>> Start
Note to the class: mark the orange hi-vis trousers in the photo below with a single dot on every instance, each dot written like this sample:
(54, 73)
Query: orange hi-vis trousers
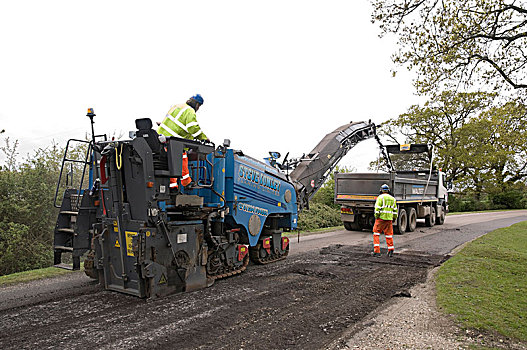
(185, 178)
(382, 226)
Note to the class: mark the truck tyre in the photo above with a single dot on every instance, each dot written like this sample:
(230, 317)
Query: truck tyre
(412, 219)
(430, 220)
(441, 218)
(351, 226)
(402, 222)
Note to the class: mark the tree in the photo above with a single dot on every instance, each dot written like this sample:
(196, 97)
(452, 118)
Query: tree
(27, 214)
(458, 42)
(480, 146)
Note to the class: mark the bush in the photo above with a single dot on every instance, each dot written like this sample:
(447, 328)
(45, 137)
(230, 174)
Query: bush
(319, 216)
(20, 251)
(512, 199)
(508, 200)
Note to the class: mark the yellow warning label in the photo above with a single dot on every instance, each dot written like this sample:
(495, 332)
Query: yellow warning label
(129, 235)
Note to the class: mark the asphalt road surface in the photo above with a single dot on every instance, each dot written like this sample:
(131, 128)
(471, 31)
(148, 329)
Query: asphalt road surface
(326, 286)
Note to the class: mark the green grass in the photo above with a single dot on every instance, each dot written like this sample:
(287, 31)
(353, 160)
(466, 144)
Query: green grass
(480, 211)
(31, 275)
(485, 284)
(318, 230)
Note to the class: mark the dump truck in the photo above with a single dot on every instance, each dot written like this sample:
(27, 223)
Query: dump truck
(420, 193)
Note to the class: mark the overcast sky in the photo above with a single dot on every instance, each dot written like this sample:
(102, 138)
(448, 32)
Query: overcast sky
(275, 75)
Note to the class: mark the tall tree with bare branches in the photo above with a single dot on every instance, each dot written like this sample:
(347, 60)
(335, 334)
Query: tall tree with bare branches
(459, 43)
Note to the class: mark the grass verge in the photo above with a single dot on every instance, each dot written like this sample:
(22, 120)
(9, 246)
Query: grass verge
(310, 232)
(48, 272)
(485, 284)
(31, 275)
(480, 211)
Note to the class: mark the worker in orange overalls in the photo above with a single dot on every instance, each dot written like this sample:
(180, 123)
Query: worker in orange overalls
(385, 214)
(181, 121)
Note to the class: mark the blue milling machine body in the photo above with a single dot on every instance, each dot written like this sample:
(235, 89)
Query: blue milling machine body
(141, 237)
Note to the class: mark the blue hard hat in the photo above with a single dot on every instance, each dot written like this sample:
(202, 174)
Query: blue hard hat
(198, 98)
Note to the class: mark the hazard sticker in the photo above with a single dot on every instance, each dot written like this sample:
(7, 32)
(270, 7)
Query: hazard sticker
(129, 236)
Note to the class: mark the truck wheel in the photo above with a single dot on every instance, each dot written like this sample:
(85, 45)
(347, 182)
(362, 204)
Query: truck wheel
(351, 226)
(402, 222)
(441, 218)
(430, 220)
(412, 219)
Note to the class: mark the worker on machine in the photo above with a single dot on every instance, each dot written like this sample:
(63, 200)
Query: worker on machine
(385, 214)
(181, 121)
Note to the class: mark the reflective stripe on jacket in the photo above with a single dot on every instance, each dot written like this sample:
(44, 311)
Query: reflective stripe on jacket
(386, 207)
(181, 121)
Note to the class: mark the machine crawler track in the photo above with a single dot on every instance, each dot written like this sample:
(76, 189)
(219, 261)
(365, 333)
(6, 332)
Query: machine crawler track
(233, 272)
(255, 254)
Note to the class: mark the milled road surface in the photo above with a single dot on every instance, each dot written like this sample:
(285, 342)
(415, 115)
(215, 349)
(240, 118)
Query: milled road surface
(326, 286)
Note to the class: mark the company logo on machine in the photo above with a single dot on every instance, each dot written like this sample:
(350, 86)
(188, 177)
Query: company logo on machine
(252, 209)
(253, 177)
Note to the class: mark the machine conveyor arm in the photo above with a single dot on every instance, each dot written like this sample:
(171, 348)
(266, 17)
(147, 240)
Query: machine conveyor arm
(313, 169)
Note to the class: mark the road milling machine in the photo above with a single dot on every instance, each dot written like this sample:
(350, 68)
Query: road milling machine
(143, 238)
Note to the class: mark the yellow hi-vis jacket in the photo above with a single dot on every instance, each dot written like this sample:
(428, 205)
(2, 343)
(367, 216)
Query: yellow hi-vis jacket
(386, 207)
(181, 121)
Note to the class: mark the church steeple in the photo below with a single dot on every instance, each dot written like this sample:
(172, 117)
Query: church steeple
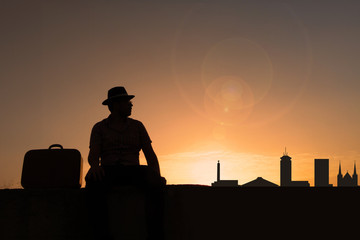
(339, 169)
(355, 180)
(354, 168)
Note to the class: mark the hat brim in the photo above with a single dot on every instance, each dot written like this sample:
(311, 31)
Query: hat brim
(109, 100)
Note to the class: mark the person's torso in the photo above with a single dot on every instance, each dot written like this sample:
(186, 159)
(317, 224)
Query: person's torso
(120, 146)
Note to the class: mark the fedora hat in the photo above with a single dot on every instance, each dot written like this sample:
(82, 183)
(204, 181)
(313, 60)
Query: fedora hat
(117, 93)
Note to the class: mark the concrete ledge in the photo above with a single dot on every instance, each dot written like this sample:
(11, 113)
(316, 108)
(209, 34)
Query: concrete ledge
(192, 212)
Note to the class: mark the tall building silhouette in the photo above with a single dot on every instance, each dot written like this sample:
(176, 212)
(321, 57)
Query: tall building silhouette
(321, 173)
(285, 170)
(223, 183)
(347, 180)
(285, 173)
>> End
** Goal **
Arrange every line of the rows above as a Markdown table with the columns "Line No." and "Content," numbering the lines in order. Skip blank lines and leave the pictures out.

** Output for this task **
| Line No. | Content |
|---|---|
| 1 | Note to the class: mark the orange hi-vis trousers in the photo below with a single dot on every instance, each dot written like this sample: |
| 2 | (54, 73) |
| 3 | Query: orange hi-vis trousers |
| 4 | (185, 178) |
| 5 | (382, 226) |
| 6 | Note to the class: mark the truck tyre in the photo above with a single dot on every instance, each dot written like this sample: |
| 7 | (230, 317) |
| 8 | Query: truck tyre |
| 9 | (412, 219) |
| 10 | (430, 220) |
| 11 | (441, 218) |
| 12 | (351, 226) |
| 13 | (402, 222) |
| 14 | Note to the class: mark the tree in the photo above with a single dot on every instance, each dot written like this sample: |
| 15 | (196, 97) |
| 16 | (452, 118) |
| 17 | Query: tree |
| 18 | (27, 214) |
| 19 | (458, 42) |
| 20 | (480, 146) |
| 21 | Note to the class: mark the bush in the photo above with a single dot on every instance, each dot written like this sample: |
| 22 | (447, 328) |
| 23 | (45, 137) |
| 24 | (230, 174) |
| 25 | Query: bush |
| 26 | (319, 216) |
| 27 | (20, 251) |
| 28 | (512, 199) |
| 29 | (508, 200) |
| 30 | Note to the class: mark the yellow warning label in the photo above with a single dot on every instance, each dot written like this sample: |
| 31 | (495, 332) |
| 32 | Query: yellow warning label |
| 33 | (129, 235) |
| 34 | Note to the class: mark the asphalt road surface in the photo above with a single dot on every instance, each dot written like this sample: |
| 35 | (131, 128) |
| 36 | (471, 31) |
| 37 | (148, 329) |
| 38 | Query: asphalt road surface |
| 39 | (326, 286) |
| 40 | Note to the class: mark the green grass in the photo above with a single dot on every instance, each dot written like this sample: |
| 41 | (287, 31) |
| 42 | (353, 160) |
| 43 | (466, 144) |
| 44 | Query: green grass |
| 45 | (480, 211) |
| 46 | (31, 275) |
| 47 | (485, 284) |
| 48 | (318, 230) |
| 49 | Note to the class: mark the dump truck in the photo above with a single dot on every instance, each dot written like this sample: |
| 50 | (27, 223) |
| 51 | Query: dump truck |
| 52 | (420, 193) |
| 53 | Note to the class: mark the overcast sky in the photo above with a single dot on every instance, each dot written like this sample: |
| 54 | (102, 138) |
| 55 | (448, 32) |
| 56 | Query: overcast sky |
| 57 | (275, 75) |
| 58 | Note to the class: mark the tall tree with bare branches in the photo above with a single dot on every instance, each dot written like this sample: |
| 59 | (347, 60) |
| 60 | (335, 334) |
| 61 | Query: tall tree with bare branches |
| 62 | (459, 43) |
| 63 | Note to the class: mark the grass verge in the photo above with a single dot on every instance, each dot written like this sample: |
| 64 | (22, 120) |
| 65 | (9, 246) |
| 66 | Query: grass verge |
| 67 | (310, 232) |
| 68 | (48, 272) |
| 69 | (485, 284) |
| 70 | (31, 275) |
| 71 | (480, 211) |
| 72 | Note to the class: mark the worker in orange overalls in the photo above with a single dot on every instance, each dot written like this sample: |
| 73 | (180, 123) |
| 74 | Query: worker in orange overalls |
| 75 | (385, 214) |
| 76 | (181, 121) |
| 77 | Note to the class: mark the blue milling machine body in the photo above with a single dot on every instance, each dot written like this sample: |
| 78 | (235, 89) |
| 79 | Query: blue milling machine body |
| 80 | (141, 237) |
| 81 | Note to the class: mark the blue hard hat in the photo above with a single dot on every instance, each dot written like this sample: |
| 82 | (202, 174) |
| 83 | Query: blue hard hat |
| 84 | (198, 98) |
| 85 | Note to the class: mark the hazard sticker in the photo above with a single dot on every instance, each dot written like this sample: |
| 86 | (7, 32) |
| 87 | (270, 7) |
| 88 | Query: hazard sticker |
| 89 | (129, 236) |
| 90 | Note to the class: mark the truck wheel in the photo above with a single dot on every instance, each dot written like this sample: |
| 91 | (85, 45) |
| 92 | (347, 182) |
| 93 | (362, 204) |
| 94 | Query: truck wheel |
| 95 | (351, 226) |
| 96 | (402, 222) |
| 97 | (441, 218) |
| 98 | (430, 220) |
| 99 | (412, 219) |
| 100 | Note to the class: mark the worker on machine in the photo above with a single dot on every instance, each dot written like this sample: |
| 101 | (63, 200) |
| 102 | Query: worker on machine |
| 103 | (385, 214) |
| 104 | (181, 121) |
| 105 | Note to the class: mark the reflective stripe on jacket in the photo above with a single dot on every instance, each dot written like this sample: |
| 106 | (44, 311) |
| 107 | Query: reflective stripe on jacket |
| 108 | (386, 207) |
| 109 | (181, 121) |
| 110 | Note to the class: mark the machine crawler track in the photo above with a single dot on every instance, each dot written like this sample: |
| 111 | (76, 189) |
| 112 | (219, 261) |
| 113 | (365, 333) |
| 114 | (6, 332) |
| 115 | Query: machine crawler track |
| 116 | (233, 272) |
| 117 | (255, 254) |
| 118 | Note to the class: mark the milled road surface in the photo above with a single dot on every instance, each dot written like this sample: |
| 119 | (285, 342) |
| 120 | (415, 115) |
| 121 | (215, 349) |
| 122 | (240, 118) |
| 123 | Query: milled road surface |
| 124 | (326, 286) |
| 125 | Note to the class: mark the company logo on machine in the photo above with a single dot on every instance, each dot written like this sample: |
| 126 | (350, 86) |
| 127 | (188, 177) |
| 128 | Query: company logo on machine |
| 129 | (252, 209) |
| 130 | (253, 177) |
| 131 | Note to the class: mark the machine conveyor arm in the photo above with a single dot on every instance, each dot written like this sample: |
| 132 | (171, 348) |
| 133 | (266, 17) |
| 134 | (147, 240) |
| 135 | Query: machine conveyor arm |
| 136 | (313, 169) |
| 137 | Note to the class: mark the road milling machine in the photo above with a single dot on every instance, each dot written like this sample: |
| 138 | (350, 68) |
| 139 | Query: road milling machine |
| 140 | (143, 238) |
| 141 | Note to the class: mark the yellow hi-vis jacket in the photo above with a single dot on every instance, each dot written like this sample: |
| 142 | (428, 205) |
| 143 | (2, 343) |
| 144 | (367, 216) |
| 145 | Query: yellow hi-vis jacket |
| 146 | (386, 207) |
| 147 | (181, 121) |
| 148 | Note to the class: mark the church steeple in the photo below with a single dot on every instance, each dot written like this sample: |
| 149 | (172, 117) |
| 150 | Query: church steeple |
| 151 | (339, 169) |
| 152 | (355, 180) |
| 153 | (354, 168) |
| 154 | Note to the class: mark the hat brim in the photo above with a single dot on every instance, each dot written like this sample: |
| 155 | (311, 31) |
| 156 | Query: hat brim |
| 157 | (109, 100) |
| 158 | Note to the class: mark the person's torso in the photo above with a single dot on every instance, each dot written like this sample: |
| 159 | (186, 159) |
| 160 | (317, 224) |
| 161 | Query: person's torso |
| 162 | (120, 146) |
| 163 | Note to the class: mark the fedora hat in the photo above with a single dot on every instance, each dot written like this sample: |
| 164 | (82, 183) |
| 165 | (204, 181) |
| 166 | (313, 60) |
| 167 | Query: fedora hat |
| 168 | (117, 93) |
| 169 | Note to the class: mark the concrete ledge in the photo above with a single dot on every instance, each dot written like this sample: |
| 170 | (11, 113) |
| 171 | (316, 108) |
| 172 | (209, 34) |
| 173 | Query: concrete ledge |
| 174 | (192, 212) |
| 175 | Note to the class: mark the tall building silhouette in the photo above with a single dot on every instance, each dot written like this sample: |
| 176 | (176, 212) |
| 177 | (321, 57) |
| 178 | Query: tall building silhouette |
| 179 | (321, 173) |
| 180 | (285, 170) |
| 181 | (223, 183) |
| 182 | (347, 180) |
| 183 | (285, 173) |